● 選定段落:
________
WildClawBench：面向真實世界、長時程智能體評估的基準

摘要

大型語言與視覺語言模型日益驅動代理程式透過命令列介面（CLI）框架代表使用者執行任務。然而，多數代理程式基準測試仍依賴合成沙盒、短時程任務、模擬服務API及最終答案檢查，未能驗證代理程式能否在其實際部署的運行環境中完成真實的長時程工作。本研究提出 WildClawBench，一個原生運行環境基準測試，包含60項由人工撰寫、雙語、多模態的任務，涵蓋六大主題類別。每項任務平均耗費約8分鐘實際時間及超過20次工具呼叫，並在可重現的Docker容器內執行，該容器搭載真正的CLI代理框架（OpenClaw、Claude Code、Codex 或 Hermes Agent），使用真實工具而非模擬服務。評分方式為混合制，結合確定性規則檢查、環境狀態副作用審計，以及用於語義驗證的LLM/VLM評判器。在19個前沿模型中，最佳模型Claude Opus 4.7在OpenClaw框架下總體得分僅達62.2%，其他所有模型均低於60%；而僅是切換框架就使單一模型得分變動高達18個百分點。這些結果顯示，對於當前前沿模型而言，長時程、原生運行環境的代理評估仍是遠未解決的課題。我們釋出任務、程式碼與容器化工具，以支援可重現的評估。
________
● 所收集的資料:
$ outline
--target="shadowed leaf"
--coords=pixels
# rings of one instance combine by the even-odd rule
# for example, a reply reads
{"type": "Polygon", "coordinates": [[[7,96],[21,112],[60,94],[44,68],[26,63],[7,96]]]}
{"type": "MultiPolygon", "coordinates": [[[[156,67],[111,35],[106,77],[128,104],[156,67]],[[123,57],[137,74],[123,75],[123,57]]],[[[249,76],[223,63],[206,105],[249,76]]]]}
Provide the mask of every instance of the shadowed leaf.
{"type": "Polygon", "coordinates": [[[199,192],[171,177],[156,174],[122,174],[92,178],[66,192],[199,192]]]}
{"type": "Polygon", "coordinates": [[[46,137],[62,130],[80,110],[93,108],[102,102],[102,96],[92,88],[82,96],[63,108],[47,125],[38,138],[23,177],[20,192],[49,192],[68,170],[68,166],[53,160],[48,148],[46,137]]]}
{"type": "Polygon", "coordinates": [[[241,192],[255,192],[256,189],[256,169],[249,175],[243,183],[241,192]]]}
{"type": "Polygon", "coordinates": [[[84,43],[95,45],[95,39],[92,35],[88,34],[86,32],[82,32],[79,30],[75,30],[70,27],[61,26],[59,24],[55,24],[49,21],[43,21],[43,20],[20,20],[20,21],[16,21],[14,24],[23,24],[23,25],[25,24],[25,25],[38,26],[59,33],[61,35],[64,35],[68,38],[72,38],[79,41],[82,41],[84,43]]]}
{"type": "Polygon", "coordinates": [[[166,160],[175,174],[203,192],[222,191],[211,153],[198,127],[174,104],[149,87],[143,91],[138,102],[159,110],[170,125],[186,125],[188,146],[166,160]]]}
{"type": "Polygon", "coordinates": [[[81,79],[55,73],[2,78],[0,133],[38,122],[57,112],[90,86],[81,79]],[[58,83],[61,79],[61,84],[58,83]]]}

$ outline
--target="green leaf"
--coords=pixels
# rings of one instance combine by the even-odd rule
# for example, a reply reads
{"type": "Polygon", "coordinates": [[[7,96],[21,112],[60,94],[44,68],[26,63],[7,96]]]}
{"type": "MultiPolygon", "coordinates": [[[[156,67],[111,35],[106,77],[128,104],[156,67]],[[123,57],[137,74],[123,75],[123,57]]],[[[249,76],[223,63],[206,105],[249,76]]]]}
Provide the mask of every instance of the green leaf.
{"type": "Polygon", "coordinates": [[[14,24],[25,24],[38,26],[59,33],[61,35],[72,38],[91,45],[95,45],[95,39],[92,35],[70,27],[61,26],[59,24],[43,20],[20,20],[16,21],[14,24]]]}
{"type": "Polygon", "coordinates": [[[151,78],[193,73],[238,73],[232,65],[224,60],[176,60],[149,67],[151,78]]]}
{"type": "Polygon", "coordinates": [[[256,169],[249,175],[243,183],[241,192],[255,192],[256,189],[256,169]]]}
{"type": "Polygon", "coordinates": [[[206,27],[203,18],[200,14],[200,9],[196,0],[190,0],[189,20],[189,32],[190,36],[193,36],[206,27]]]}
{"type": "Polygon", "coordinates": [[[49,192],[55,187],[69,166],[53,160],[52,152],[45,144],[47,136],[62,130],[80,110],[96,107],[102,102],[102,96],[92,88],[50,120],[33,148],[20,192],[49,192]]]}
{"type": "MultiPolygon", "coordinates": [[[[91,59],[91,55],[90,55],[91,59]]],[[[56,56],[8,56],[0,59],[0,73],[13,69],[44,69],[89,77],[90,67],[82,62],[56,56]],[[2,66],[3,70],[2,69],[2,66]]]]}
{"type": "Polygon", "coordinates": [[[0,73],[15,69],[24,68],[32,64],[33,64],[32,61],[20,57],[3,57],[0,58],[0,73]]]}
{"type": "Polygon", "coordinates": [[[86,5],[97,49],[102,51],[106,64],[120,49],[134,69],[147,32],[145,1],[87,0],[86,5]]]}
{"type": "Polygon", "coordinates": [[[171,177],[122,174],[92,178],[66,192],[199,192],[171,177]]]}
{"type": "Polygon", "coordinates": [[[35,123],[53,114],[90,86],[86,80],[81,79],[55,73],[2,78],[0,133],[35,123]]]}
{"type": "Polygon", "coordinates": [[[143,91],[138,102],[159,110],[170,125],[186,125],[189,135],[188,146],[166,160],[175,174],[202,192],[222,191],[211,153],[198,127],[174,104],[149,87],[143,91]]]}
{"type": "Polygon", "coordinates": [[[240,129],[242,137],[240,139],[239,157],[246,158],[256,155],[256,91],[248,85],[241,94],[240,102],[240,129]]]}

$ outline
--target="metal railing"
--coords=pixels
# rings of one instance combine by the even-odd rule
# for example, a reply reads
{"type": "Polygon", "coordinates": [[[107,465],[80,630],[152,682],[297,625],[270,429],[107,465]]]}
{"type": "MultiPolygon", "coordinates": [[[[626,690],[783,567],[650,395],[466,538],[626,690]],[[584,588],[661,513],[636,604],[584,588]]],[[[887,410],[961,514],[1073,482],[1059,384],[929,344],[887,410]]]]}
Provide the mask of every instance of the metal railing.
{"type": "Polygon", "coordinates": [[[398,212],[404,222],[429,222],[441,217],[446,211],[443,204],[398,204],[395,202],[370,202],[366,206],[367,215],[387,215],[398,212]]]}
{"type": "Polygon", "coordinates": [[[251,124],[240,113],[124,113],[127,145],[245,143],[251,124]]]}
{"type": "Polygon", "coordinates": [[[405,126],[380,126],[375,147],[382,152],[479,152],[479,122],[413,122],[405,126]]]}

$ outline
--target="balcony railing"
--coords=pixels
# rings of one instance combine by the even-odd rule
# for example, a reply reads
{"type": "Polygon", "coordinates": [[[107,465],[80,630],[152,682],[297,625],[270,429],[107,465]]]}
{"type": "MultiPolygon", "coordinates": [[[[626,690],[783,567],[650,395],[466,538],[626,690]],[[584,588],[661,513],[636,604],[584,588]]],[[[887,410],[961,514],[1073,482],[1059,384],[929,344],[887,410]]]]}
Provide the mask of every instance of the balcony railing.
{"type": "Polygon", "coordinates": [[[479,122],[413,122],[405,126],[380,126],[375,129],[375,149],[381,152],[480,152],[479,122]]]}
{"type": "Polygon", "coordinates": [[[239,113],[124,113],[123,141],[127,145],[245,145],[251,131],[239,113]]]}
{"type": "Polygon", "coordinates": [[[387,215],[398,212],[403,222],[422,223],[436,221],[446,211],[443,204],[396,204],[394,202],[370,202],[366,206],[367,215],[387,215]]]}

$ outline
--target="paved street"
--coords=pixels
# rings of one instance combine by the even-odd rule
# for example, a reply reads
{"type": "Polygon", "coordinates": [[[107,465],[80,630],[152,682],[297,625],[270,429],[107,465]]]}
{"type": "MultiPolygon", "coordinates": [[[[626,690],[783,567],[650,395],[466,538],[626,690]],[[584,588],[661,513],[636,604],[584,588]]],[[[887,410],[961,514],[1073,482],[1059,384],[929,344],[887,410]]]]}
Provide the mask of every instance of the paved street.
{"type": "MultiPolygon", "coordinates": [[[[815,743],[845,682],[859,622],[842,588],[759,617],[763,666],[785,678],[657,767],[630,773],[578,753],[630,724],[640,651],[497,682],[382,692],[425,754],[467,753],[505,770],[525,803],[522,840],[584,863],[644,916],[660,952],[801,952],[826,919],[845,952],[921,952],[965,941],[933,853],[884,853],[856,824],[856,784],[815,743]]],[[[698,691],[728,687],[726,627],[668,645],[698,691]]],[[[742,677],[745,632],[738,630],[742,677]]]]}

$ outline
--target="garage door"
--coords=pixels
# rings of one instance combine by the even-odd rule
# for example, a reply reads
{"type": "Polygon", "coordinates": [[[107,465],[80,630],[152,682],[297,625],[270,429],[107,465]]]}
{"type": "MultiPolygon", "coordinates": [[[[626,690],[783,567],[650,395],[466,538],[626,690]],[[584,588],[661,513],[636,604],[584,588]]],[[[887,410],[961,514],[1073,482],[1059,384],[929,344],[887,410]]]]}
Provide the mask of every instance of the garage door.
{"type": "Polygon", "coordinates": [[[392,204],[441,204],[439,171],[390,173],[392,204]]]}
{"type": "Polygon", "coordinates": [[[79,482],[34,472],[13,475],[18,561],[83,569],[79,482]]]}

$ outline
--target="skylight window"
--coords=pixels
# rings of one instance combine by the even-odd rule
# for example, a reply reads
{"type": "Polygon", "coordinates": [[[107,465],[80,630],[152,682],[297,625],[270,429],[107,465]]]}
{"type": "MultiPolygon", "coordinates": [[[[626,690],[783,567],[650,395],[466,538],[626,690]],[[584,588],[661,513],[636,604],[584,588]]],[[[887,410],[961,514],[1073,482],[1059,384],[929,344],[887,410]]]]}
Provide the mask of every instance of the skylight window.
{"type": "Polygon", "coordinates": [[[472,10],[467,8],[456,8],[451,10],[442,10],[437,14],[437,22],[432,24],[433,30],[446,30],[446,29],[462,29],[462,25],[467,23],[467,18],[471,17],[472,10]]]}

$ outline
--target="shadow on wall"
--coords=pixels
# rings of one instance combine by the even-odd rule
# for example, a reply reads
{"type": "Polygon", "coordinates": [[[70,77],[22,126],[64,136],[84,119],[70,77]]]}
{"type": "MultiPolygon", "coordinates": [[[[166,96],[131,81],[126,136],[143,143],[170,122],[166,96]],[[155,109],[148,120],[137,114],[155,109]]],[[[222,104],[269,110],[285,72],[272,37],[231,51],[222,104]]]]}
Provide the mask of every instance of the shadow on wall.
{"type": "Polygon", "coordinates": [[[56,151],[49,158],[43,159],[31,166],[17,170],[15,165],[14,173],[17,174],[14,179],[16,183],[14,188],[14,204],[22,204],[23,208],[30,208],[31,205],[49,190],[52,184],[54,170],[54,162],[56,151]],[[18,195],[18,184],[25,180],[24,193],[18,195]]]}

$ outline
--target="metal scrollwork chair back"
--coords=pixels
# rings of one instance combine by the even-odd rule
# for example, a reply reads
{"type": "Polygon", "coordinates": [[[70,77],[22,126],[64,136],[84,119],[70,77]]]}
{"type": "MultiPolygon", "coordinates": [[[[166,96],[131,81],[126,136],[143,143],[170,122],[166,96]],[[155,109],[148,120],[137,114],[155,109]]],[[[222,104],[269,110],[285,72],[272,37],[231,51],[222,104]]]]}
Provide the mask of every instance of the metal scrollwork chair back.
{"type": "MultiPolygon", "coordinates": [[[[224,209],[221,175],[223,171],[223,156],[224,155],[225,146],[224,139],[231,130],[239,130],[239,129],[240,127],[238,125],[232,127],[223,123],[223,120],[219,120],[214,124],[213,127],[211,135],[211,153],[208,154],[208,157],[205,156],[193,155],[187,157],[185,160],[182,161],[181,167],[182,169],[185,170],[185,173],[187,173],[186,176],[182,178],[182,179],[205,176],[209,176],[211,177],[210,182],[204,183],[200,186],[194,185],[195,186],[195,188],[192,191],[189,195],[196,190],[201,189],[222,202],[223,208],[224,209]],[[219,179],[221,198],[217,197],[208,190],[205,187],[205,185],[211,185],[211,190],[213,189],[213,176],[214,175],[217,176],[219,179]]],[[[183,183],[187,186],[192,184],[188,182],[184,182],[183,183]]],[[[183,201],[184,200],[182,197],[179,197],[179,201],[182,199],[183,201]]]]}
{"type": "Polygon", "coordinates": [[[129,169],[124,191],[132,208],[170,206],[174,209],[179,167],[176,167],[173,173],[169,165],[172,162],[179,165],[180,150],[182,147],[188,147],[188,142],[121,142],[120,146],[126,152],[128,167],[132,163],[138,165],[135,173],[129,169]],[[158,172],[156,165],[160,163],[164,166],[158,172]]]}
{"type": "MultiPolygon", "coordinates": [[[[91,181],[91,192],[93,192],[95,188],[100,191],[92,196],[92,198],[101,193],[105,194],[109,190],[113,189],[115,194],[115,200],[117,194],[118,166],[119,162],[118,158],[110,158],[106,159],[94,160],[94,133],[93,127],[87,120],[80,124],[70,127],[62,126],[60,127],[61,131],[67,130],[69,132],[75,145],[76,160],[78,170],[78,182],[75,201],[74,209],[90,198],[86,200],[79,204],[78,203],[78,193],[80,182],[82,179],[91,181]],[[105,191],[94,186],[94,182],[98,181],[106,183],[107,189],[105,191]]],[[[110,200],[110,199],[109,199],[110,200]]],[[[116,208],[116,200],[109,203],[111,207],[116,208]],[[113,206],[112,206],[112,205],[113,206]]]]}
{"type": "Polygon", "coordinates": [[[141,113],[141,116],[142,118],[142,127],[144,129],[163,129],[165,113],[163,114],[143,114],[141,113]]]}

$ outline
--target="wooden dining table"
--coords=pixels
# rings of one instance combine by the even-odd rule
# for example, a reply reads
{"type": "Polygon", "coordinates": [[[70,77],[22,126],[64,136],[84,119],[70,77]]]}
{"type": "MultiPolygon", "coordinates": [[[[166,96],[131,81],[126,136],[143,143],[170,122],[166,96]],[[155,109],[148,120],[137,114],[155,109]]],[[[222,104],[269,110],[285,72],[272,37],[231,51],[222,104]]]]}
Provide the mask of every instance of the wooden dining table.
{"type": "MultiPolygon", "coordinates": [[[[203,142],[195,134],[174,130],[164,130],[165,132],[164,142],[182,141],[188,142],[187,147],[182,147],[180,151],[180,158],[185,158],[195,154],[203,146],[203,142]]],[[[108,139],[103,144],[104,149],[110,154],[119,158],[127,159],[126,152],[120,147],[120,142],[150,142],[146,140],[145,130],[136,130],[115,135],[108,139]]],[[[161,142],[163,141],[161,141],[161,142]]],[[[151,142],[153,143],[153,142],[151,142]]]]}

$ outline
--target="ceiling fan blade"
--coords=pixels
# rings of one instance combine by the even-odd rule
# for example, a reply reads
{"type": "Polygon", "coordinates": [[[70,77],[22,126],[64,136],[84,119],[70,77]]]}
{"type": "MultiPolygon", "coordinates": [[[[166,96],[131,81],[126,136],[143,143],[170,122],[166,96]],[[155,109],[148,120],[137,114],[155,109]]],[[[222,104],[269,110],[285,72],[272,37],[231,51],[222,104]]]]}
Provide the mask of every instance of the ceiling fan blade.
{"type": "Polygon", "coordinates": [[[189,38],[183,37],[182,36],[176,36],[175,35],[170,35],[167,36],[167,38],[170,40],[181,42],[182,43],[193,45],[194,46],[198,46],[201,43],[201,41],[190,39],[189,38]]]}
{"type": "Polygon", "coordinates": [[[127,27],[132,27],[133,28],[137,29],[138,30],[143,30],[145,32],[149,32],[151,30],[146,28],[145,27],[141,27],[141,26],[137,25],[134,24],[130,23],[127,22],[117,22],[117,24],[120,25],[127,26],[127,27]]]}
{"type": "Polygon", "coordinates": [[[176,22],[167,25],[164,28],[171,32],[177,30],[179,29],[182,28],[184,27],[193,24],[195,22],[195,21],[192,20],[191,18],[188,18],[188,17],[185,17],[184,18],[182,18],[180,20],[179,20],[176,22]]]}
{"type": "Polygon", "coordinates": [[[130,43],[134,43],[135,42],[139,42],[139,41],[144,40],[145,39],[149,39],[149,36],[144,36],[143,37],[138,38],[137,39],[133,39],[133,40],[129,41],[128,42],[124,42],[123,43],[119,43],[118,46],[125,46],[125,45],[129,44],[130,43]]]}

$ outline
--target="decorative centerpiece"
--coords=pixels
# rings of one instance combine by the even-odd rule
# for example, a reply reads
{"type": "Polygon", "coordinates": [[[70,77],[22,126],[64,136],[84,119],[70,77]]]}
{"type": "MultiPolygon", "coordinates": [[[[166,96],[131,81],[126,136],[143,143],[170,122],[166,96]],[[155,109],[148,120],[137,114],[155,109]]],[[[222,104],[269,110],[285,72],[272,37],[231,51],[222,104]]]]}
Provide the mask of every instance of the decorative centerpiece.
________
將上方關於 WildClawBench 基準的摘要全文逐字複述一遍。 上述資料在此不起任何作用。

● 你的回答:
WildClawBench：面向真實世界、長時程智能體評估的基準

摘要

大型語言與視覺語言模型日益驅動代理程式透過命令列介面（CLI）框架代表使用者執行任務。然而，多數代理程式基準測試仍依賴合成沙盒、短時程任務、模擬服務API及最終答案檢查，未能驗證代理程式能否在其實際部署的運行環境中完成真實的長時程工作。本研究提出 WildClawBench，一個原生運行環境基準測試，包含60項由人工撰寫、雙語、多模態的任務，涵蓋六大主題類別。每項任務平均耗費約8分鐘實際時間及超過20次工具呼叫，並在可重現的Docker容器內執行，該容器搭載真正的CLI代理框架（OpenClaw、Claude Code、Codex 或 Hermes Agent），使用真實工具而非模擬服務。評分方式為混合制，結合確定性規則檢查、環境狀態副作用審計，以及用於語義驗證的LLM/VLM評判器。在19個前沿模型中，最佳模型Claude Opus 4.7在OpenClaw框架下總體得分僅達62.2%，其他所有模型均低於60%；而僅是切換框架就使單一模型得分變動高達18個百分點。這些結果顯示，對於當前前沿模型而言，長時程、原生運行環境的代理評估仍是遠未解決的課題。我們釋出任務、程式碼與容器化工具，以支援可重現的評估。